- **STATED EXERCISE**: Return the records exactly as they are.

- **DATA SHOWN**:
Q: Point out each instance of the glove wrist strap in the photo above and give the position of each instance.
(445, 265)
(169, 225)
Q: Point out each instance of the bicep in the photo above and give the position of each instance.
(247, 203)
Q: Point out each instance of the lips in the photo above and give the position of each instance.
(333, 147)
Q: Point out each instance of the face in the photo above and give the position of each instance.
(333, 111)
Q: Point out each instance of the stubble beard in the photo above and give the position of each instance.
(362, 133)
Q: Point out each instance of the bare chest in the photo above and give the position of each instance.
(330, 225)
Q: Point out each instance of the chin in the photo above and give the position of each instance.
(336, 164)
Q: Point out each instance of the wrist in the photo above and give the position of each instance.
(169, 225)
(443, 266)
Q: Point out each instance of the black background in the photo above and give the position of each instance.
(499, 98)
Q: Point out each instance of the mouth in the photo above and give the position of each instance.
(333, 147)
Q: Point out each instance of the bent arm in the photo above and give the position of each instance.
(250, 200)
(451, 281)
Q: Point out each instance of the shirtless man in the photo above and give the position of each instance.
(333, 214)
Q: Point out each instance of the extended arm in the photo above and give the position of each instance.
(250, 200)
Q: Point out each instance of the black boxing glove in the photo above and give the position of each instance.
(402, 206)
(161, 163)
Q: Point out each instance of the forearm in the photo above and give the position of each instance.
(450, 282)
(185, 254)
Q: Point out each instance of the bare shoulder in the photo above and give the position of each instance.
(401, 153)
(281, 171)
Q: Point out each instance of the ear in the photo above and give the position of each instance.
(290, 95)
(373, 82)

- **CORRECT OUTPUT**:
Q: Point out each instance of the glove wrist strap in the photo above and give the position of each instance.
(445, 265)
(169, 225)
Q: Point out each instance of the bicep in the photo above and give the position of each instance.
(247, 203)
Q: Point out each instance of the lips in the photo above and give the position of each instance.
(333, 147)
Q: Point out each instance of the face in the photo above and give the position of each instance.
(333, 111)
Q: Point out each instance of the stubble beard in the photo above and give the position of each instance.
(362, 133)
Q: Point out each instance of the bare chest in the photo above and give the position of each instance.
(330, 225)
Q: Point out each instance of the chin in the photo above and give the position of each instance.
(336, 164)
Q: Point out each instance of the wrist in the photo above and give the position of each instance.
(169, 225)
(443, 266)
Q: Point out each instance of the black background in the photo above and give the position of each instance.
(499, 98)
Q: Point out each instance of the mouth in the photo above and give the position of each instance.
(333, 147)
Q: Point out each instance of the bent arm in the photo above and give the position of each instance.
(250, 200)
(451, 281)
Q: Point out each instance of the shirtless man in the photo above and give the position of each instance.
(333, 214)
Q: Point out each instance of the extended arm in the photo above and give the position of each instance.
(250, 200)
Q: Point out each instance of the black boxing glove in the photo above and give the position of each instance.
(402, 206)
(161, 163)
Q: Point out each instance of the forearm in the photo above and give the position of each instance.
(450, 282)
(185, 254)
Q: Point out each instance of the bare shoulder in the photo above and give the position of each instance.
(401, 153)
(281, 171)
Q: Point out each instance of the ear in the photo above and give the position of each instance.
(290, 95)
(373, 82)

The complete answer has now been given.